* [INSTRUCTION]
Rewrite the part below that opens with the line containing "segment the street lamp post" and closes with the line containing "M 918 327 L", keeping the request lines as they are and increasing every coordinate in the path outlines by 118. Leave the pictures out of your answer.

[Items from a data source]
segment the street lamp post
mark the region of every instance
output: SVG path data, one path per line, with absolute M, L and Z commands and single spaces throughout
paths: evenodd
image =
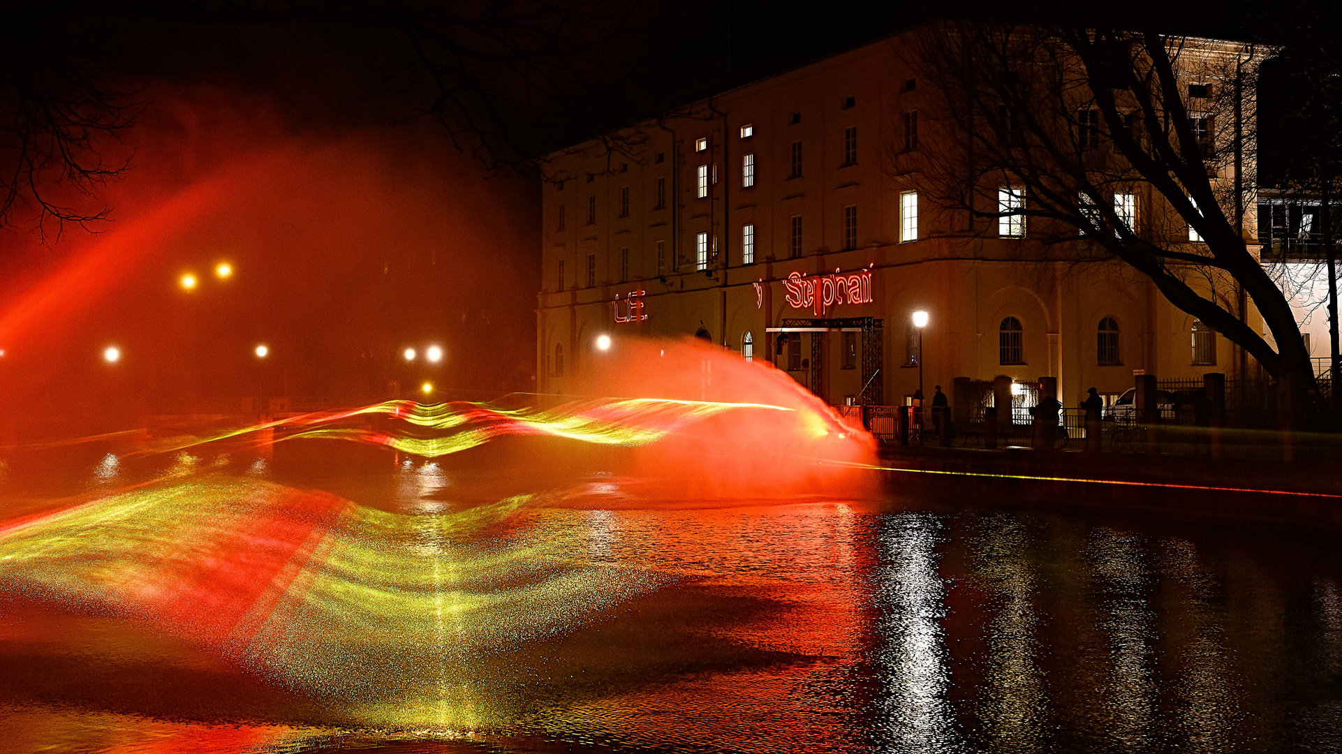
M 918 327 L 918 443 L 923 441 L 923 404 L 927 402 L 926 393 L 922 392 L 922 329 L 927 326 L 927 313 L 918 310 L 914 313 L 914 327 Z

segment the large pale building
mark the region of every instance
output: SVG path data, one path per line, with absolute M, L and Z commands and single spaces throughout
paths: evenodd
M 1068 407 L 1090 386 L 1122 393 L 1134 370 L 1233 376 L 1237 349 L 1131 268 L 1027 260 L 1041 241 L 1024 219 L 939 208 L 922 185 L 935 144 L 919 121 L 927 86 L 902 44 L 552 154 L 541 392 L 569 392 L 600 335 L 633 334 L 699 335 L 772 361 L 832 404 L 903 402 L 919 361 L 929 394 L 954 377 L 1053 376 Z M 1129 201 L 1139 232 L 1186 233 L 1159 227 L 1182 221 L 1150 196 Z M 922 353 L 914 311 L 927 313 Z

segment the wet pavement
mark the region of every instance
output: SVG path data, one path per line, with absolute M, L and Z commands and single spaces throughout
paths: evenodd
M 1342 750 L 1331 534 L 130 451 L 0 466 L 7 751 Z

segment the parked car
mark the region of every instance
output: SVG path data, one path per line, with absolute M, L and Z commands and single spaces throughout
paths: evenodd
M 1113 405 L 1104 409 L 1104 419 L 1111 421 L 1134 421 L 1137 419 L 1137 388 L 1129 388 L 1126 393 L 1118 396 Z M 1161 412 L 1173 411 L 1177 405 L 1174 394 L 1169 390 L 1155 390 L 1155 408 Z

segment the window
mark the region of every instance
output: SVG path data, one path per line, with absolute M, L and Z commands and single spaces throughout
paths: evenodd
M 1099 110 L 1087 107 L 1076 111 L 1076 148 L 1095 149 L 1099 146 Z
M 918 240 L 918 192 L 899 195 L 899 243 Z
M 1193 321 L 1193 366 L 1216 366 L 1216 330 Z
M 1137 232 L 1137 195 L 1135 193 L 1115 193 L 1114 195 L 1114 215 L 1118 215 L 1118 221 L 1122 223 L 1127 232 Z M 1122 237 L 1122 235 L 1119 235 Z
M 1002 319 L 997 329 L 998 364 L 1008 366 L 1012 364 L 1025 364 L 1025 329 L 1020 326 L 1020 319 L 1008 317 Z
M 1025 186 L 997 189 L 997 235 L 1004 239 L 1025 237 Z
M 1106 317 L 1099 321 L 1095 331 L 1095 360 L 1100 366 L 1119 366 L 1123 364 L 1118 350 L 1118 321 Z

* * *

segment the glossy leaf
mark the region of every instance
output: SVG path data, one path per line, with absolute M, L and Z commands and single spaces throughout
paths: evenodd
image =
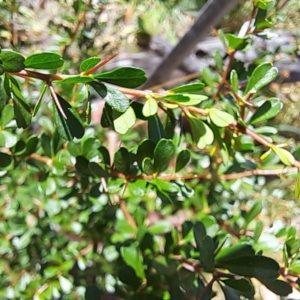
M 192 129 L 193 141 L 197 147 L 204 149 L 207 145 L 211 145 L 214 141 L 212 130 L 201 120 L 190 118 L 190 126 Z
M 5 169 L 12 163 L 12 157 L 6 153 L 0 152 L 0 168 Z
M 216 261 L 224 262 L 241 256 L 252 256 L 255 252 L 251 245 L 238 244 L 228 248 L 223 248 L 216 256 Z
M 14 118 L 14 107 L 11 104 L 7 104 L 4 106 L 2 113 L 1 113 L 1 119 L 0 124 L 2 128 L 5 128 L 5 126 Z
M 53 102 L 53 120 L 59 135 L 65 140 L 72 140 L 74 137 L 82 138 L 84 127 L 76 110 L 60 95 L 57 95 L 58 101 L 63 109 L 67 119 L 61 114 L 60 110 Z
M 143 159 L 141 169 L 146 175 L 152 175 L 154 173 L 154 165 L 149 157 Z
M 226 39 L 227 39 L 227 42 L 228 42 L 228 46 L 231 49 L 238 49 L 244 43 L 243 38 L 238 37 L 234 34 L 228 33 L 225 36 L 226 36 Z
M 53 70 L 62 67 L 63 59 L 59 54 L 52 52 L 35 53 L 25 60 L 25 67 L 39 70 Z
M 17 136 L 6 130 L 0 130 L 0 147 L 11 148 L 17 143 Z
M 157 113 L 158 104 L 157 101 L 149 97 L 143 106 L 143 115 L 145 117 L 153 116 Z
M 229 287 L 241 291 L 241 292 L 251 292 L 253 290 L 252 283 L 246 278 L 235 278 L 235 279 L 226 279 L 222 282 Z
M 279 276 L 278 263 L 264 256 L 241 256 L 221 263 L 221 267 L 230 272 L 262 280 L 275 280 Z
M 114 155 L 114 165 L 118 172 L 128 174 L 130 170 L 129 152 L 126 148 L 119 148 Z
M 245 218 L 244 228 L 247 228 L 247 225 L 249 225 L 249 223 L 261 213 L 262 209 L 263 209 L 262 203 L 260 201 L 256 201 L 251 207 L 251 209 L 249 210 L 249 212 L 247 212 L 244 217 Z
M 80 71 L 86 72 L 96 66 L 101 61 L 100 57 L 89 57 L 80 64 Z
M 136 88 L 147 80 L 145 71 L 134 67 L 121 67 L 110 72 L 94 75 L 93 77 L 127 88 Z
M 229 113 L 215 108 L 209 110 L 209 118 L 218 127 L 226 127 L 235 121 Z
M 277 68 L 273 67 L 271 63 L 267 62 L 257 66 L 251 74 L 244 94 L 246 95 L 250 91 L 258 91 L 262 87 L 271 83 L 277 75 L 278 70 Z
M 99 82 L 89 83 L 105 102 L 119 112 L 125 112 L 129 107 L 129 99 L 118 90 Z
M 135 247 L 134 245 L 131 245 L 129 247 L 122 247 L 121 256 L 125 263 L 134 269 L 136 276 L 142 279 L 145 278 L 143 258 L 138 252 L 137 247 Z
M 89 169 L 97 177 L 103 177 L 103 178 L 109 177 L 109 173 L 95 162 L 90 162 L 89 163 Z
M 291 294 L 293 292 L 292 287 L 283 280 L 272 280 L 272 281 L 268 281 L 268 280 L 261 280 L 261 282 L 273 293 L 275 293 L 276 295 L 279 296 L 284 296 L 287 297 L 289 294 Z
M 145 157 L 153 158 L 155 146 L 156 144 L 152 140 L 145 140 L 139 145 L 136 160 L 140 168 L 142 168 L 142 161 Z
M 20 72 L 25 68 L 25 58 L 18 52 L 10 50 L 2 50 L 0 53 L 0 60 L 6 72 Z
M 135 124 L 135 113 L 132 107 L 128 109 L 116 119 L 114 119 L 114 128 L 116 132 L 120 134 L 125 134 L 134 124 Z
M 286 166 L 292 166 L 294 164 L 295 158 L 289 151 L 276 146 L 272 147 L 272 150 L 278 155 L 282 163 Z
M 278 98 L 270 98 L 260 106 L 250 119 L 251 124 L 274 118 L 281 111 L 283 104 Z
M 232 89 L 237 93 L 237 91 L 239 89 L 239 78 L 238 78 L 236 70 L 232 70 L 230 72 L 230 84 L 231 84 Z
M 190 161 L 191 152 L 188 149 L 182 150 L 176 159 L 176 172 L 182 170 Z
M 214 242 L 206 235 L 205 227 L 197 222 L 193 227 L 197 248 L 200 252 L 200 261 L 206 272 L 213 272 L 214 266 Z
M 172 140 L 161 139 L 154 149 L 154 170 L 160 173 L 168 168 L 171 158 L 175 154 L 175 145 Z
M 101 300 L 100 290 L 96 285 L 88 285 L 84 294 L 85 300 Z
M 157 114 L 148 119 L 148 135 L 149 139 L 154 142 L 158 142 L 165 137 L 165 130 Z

==

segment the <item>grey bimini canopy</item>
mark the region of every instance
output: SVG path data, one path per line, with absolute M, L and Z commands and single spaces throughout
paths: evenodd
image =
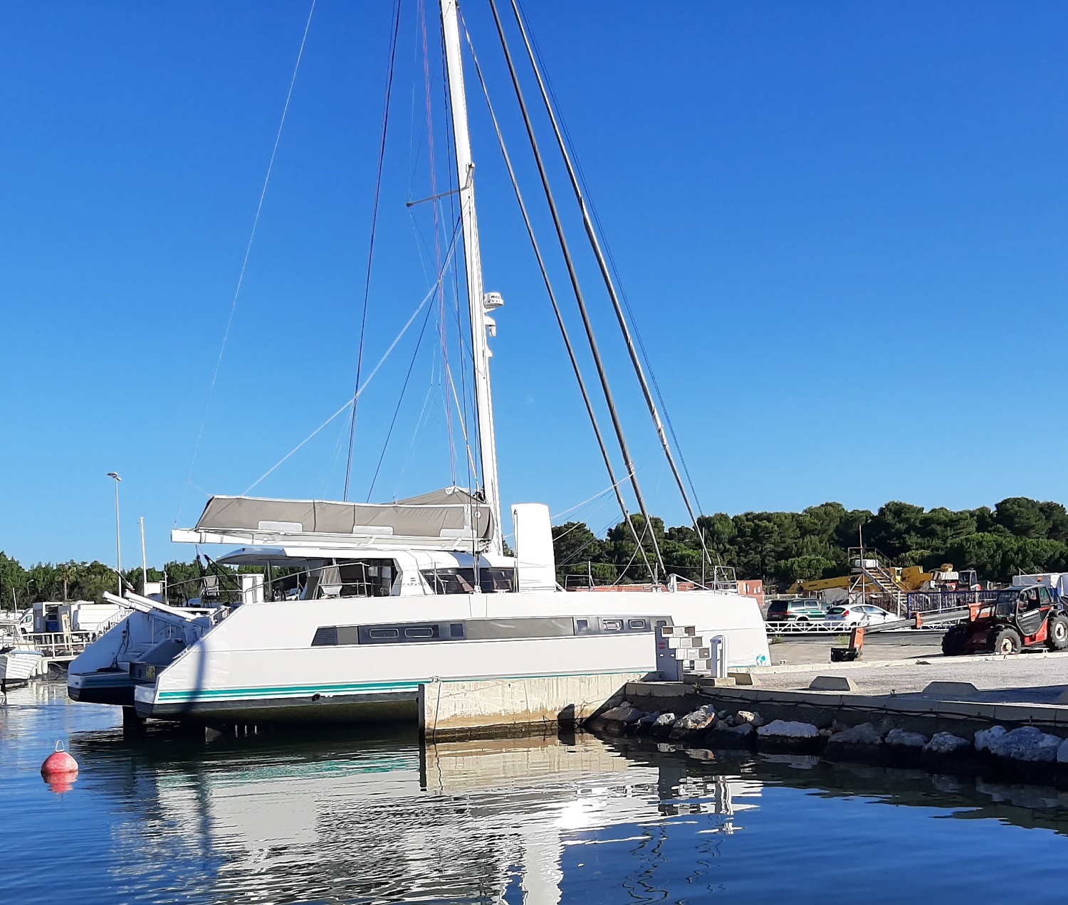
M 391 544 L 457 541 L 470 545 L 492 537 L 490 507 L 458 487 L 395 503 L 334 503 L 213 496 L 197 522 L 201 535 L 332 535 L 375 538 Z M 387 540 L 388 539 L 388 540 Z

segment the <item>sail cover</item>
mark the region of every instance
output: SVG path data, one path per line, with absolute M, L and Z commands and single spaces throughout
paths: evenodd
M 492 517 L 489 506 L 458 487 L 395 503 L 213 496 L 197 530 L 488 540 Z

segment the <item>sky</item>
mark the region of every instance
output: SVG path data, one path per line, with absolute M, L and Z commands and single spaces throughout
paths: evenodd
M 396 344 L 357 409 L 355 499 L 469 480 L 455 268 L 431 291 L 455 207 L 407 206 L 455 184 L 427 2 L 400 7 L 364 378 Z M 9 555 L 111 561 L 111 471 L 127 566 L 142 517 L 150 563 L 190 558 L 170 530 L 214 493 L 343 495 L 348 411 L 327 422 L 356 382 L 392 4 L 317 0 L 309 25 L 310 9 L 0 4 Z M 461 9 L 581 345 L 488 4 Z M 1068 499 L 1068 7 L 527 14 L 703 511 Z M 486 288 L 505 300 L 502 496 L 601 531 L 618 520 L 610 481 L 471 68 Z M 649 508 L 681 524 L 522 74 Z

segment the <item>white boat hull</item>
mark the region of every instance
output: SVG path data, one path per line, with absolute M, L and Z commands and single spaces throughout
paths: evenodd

* [OUTPUT OF THE TASK]
segment the street lamp post
mark the region of every instance
output: SVG path data, one path per line, with absolute M, L and Z commands and single spaces throughout
paths: evenodd
image =
M 1036 445 L 1036 561 L 1041 559 L 1041 522 L 1045 520 L 1044 511 L 1040 510 L 1040 447 L 1045 444 L 1045 431 L 1036 428 L 1032 431 L 1032 445 Z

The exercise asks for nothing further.